### Required task
Reproduce word for word the rows below, from the line holding "Where can the calm" through the line holding "point(409, 421)", both included.

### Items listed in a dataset

------------------------------------

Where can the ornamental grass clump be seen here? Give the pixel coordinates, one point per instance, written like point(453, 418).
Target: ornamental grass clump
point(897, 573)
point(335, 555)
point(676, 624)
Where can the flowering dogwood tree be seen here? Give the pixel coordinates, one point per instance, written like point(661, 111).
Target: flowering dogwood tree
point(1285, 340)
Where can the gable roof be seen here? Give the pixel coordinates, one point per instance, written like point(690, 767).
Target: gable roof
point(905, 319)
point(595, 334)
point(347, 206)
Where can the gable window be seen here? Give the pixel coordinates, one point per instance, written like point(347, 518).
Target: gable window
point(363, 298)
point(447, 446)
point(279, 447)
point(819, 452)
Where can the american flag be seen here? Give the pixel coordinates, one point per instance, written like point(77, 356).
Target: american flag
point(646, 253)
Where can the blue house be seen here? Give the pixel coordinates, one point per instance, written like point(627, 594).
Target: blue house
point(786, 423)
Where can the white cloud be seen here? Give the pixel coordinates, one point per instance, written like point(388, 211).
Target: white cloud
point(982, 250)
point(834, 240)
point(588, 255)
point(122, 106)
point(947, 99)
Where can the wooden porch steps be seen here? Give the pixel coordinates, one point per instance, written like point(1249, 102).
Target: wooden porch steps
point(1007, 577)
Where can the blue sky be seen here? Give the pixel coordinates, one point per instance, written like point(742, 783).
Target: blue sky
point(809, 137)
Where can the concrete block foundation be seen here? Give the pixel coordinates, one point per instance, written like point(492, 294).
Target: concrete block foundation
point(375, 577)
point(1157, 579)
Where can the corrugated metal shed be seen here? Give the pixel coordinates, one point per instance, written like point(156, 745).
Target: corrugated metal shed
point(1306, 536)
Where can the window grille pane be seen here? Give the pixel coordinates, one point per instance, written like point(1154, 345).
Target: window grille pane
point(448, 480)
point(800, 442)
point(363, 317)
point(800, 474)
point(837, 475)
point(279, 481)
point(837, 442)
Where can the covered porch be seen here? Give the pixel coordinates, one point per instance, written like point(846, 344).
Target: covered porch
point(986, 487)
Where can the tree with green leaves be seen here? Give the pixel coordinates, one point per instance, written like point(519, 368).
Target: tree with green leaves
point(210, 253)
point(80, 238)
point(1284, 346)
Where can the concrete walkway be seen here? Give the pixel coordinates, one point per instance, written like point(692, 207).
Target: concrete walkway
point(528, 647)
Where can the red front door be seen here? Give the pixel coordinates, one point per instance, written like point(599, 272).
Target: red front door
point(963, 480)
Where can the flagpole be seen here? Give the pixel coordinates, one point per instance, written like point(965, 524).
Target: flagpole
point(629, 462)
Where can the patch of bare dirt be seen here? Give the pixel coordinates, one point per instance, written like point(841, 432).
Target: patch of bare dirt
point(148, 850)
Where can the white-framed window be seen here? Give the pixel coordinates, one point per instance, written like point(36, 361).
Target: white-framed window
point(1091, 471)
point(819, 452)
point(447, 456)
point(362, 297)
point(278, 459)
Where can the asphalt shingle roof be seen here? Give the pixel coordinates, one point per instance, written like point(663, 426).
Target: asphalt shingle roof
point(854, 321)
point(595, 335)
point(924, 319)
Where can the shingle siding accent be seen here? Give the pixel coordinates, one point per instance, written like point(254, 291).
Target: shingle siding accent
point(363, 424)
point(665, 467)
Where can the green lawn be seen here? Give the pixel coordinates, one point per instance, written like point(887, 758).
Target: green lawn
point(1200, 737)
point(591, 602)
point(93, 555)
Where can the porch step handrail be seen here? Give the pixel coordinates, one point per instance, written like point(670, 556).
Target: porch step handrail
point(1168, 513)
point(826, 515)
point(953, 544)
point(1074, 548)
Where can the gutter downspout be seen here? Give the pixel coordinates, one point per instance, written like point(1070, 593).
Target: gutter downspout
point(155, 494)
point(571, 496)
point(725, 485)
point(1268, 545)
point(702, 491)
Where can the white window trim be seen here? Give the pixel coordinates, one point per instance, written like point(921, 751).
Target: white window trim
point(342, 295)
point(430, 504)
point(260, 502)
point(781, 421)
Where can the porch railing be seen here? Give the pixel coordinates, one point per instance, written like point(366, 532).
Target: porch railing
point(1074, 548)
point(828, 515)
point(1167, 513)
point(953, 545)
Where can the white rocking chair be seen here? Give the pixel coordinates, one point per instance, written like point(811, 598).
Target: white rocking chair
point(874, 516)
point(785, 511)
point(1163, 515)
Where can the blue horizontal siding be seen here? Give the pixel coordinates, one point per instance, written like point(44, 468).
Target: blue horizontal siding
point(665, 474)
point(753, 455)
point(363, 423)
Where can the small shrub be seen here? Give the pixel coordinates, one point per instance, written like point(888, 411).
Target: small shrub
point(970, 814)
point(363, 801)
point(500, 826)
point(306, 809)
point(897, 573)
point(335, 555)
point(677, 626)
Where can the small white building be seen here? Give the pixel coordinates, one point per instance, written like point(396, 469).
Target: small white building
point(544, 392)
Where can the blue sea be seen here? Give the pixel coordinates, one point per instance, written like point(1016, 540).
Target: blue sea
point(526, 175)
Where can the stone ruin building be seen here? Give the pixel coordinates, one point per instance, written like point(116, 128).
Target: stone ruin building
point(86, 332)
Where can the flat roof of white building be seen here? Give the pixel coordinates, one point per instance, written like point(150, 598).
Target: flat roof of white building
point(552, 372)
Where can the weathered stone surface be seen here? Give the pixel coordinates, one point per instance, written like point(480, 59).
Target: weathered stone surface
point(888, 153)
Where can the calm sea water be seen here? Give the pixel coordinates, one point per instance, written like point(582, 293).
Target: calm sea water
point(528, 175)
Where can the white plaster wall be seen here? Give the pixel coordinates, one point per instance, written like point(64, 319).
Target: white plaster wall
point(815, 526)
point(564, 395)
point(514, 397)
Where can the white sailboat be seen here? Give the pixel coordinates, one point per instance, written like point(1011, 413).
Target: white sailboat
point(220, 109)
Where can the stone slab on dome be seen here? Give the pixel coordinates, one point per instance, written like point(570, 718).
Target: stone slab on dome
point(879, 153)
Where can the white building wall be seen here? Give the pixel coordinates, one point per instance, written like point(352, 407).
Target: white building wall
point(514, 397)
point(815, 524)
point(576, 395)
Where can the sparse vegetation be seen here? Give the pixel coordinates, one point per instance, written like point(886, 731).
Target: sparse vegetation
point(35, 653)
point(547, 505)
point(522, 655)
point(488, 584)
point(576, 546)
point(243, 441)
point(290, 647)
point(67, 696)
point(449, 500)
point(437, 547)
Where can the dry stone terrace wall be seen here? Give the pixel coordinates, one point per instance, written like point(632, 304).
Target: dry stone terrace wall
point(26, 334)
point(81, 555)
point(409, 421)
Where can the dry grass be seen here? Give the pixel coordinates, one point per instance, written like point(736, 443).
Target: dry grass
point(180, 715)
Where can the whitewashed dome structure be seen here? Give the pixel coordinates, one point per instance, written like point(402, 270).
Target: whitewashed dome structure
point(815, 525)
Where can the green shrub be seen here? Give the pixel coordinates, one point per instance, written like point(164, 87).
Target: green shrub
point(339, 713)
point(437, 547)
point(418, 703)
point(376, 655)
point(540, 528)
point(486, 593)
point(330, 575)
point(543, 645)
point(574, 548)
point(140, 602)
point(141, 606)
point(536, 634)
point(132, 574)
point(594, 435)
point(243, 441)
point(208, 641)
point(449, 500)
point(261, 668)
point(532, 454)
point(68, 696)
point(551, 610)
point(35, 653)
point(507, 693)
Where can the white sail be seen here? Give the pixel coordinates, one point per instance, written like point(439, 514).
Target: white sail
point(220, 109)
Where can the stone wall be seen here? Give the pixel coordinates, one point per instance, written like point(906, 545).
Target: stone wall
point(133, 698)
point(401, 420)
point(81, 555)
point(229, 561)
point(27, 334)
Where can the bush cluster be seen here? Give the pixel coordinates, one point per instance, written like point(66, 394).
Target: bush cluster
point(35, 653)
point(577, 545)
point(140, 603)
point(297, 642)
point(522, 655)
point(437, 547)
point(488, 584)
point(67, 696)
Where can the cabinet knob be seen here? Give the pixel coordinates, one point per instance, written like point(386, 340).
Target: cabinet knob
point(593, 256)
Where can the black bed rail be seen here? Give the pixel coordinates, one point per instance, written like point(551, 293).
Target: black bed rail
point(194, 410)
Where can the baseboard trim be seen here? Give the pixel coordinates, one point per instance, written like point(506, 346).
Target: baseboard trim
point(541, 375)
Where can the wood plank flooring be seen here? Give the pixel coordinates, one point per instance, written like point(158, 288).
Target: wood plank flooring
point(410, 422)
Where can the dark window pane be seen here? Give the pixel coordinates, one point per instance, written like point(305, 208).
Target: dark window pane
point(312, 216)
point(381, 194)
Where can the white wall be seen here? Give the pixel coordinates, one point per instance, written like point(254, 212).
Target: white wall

------------------------------------

### Problem solution
Where can the calm sea water be seen here? Give the pixel coordinates, one point per instance, written like point(582, 293).
Target: calm sea water
point(528, 175)
Where can the white plaster wall be seen here? Give the pixel coordinates, one point per instance, written like point(64, 319).
Target: white plaster wall
point(815, 526)
point(564, 395)
point(514, 397)
Where can the white sailboat be seen here? Give the pixel coordinates, one point per instance, written like point(1011, 413).
Target: white sailboat
point(220, 109)
Where can the stone slab on dome be seen here? Give the pixel coordinates, one point per instance, written like point(570, 718).
Target: stone slab on dome
point(879, 153)
Where can the white building wall be seen here? Give the pixel coordinates, one point per instance, written like point(352, 407).
Target: white building wall
point(514, 397)
point(815, 524)
point(576, 395)
Where can the sparse vegetation be seen here? Give the pixel coordinates, one point per instance, written like point(886, 731).
Target: sparse vegetation
point(35, 653)
point(547, 505)
point(522, 655)
point(488, 584)
point(576, 546)
point(243, 441)
point(290, 647)
point(67, 696)
point(449, 500)
point(437, 547)
Where can the dry stone terrace wall be seen here? Give the pixel coordinates, one point per instance, written like point(632, 304).
Target: dry stone terrace wall
point(26, 334)
point(81, 555)
point(409, 421)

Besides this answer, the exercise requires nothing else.